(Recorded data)
# # # #

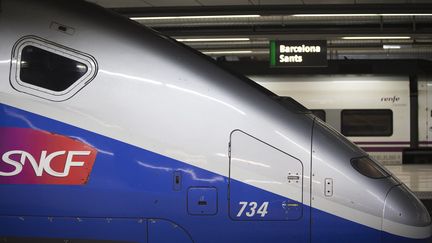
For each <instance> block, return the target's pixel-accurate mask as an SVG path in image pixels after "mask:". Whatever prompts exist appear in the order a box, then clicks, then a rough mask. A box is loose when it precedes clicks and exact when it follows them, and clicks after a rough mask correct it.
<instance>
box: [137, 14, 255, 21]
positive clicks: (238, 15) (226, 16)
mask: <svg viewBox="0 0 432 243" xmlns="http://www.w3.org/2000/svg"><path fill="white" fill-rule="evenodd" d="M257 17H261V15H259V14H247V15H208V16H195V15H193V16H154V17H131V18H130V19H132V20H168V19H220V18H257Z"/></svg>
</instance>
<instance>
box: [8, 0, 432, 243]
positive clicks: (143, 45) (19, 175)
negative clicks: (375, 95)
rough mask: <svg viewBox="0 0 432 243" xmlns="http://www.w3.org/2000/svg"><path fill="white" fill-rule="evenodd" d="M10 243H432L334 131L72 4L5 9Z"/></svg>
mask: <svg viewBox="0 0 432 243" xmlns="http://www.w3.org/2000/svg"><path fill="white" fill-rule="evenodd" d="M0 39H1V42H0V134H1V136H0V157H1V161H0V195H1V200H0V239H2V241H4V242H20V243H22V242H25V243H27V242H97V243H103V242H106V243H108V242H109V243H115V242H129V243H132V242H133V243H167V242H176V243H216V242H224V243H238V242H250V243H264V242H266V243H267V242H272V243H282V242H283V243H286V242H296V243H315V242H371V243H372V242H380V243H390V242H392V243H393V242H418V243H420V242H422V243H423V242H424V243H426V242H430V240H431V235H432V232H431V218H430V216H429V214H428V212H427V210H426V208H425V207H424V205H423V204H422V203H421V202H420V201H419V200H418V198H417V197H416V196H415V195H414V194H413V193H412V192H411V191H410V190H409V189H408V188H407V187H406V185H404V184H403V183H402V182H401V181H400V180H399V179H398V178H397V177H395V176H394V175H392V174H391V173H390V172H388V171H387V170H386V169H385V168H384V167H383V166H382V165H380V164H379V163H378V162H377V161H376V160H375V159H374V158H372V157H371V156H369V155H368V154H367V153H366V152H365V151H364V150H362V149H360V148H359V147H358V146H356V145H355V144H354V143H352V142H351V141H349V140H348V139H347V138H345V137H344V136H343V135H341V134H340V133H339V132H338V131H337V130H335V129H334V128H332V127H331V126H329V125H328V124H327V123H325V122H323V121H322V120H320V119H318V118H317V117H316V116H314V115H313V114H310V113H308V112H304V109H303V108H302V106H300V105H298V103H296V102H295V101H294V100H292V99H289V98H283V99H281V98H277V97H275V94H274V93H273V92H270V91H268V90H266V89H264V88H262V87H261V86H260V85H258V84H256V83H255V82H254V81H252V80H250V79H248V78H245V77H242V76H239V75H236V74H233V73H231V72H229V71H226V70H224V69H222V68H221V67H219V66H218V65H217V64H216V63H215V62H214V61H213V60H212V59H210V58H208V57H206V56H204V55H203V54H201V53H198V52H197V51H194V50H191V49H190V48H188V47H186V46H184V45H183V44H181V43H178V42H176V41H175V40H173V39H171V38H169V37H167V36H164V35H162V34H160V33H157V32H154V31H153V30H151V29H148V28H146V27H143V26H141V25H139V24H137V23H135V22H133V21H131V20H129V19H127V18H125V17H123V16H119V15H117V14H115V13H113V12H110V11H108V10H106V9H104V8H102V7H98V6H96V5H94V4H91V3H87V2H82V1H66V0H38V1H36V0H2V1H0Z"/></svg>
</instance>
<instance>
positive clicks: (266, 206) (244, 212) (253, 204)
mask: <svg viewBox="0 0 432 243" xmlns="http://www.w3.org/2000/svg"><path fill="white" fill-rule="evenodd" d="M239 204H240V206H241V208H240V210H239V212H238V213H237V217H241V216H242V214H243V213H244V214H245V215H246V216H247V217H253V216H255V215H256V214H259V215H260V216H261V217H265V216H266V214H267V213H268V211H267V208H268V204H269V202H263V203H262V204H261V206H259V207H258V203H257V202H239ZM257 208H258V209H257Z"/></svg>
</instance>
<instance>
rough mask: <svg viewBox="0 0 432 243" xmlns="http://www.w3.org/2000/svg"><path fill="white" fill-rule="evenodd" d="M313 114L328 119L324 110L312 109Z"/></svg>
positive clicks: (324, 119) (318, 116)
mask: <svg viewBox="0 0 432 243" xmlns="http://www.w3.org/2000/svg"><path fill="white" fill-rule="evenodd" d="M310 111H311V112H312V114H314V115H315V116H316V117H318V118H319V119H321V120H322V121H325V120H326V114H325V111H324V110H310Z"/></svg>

# # # #

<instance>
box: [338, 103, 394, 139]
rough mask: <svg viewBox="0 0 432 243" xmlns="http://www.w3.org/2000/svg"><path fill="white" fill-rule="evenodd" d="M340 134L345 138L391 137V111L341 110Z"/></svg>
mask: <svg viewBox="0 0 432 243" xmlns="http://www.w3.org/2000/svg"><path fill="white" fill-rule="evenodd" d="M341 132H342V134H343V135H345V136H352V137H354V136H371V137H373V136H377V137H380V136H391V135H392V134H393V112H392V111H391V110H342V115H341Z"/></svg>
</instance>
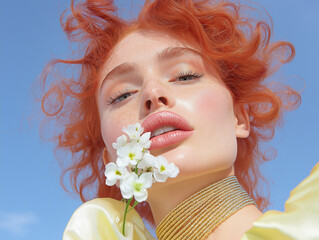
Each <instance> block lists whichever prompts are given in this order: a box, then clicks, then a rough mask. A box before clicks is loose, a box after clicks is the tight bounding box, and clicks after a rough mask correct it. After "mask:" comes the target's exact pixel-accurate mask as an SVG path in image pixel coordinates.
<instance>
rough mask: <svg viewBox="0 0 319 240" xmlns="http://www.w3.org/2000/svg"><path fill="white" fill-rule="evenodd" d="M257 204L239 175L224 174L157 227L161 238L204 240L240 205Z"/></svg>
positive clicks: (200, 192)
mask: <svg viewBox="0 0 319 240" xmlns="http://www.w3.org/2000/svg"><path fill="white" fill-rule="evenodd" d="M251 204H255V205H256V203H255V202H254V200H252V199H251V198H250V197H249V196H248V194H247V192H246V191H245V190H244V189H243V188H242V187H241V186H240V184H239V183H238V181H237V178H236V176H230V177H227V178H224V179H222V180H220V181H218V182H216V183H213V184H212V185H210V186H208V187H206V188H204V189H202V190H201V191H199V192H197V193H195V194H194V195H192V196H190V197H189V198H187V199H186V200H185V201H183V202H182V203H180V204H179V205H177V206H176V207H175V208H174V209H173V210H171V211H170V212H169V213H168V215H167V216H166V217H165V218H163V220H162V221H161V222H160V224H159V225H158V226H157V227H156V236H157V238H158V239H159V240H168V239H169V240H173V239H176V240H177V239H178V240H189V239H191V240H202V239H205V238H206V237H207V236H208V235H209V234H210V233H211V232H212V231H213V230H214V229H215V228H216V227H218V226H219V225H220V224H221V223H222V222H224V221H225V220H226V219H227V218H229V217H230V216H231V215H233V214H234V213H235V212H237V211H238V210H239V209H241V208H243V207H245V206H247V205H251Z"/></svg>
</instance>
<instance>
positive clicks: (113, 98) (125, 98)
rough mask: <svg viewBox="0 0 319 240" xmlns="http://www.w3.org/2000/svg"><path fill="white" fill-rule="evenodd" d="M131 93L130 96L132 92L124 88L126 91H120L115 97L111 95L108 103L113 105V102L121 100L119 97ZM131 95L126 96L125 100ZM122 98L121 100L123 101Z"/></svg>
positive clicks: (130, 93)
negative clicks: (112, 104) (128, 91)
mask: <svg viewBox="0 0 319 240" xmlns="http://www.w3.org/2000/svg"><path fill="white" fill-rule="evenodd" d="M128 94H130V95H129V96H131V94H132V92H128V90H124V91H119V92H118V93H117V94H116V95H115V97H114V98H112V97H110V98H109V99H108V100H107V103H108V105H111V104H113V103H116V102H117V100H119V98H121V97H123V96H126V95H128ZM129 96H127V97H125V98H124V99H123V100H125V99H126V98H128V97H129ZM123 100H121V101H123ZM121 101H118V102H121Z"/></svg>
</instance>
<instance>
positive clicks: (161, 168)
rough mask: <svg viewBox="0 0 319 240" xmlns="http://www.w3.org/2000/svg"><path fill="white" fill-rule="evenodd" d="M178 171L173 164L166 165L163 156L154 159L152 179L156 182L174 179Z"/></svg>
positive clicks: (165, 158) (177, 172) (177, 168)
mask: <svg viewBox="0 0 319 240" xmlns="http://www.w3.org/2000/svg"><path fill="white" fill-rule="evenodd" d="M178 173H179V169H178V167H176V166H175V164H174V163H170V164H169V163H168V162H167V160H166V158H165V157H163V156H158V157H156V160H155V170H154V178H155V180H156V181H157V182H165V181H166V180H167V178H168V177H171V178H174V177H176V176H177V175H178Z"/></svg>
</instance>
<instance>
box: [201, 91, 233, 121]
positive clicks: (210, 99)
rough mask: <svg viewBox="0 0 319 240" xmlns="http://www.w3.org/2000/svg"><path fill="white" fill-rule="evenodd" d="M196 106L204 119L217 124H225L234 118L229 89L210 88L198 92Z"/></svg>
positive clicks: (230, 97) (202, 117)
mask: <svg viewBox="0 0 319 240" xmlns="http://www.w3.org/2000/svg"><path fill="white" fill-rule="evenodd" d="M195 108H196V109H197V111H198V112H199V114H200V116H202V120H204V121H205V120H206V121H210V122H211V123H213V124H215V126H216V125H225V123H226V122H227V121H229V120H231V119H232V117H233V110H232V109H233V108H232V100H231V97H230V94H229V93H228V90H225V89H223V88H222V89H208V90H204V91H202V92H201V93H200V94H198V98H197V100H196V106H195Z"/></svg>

# # # #

WHAT THE EXERCISE ASKS>
Filter the records, keeping only lines that contain "exact", and show those lines.

COMPLETED TASK>
For each <instance> block, return the target's pixel-accurate mask as an SVG path in image pixels after "mask:". Whatever prompts exist appear in the order a box, then clicks, then a rough mask. A box is loose when it precedes clicks and exact when it follows them, and clicks after a rough mask correct it.
Each <instance> block lists whichever prompts are given in this order: a box, then clicks, then a rough mask. A box before clicks is loose, a box after clicks is the tight bounding box, and clicks after a rough mask correct it. After "mask:" comes the target's exact pixel-accurate mask as an SVG path in image pixel coordinates.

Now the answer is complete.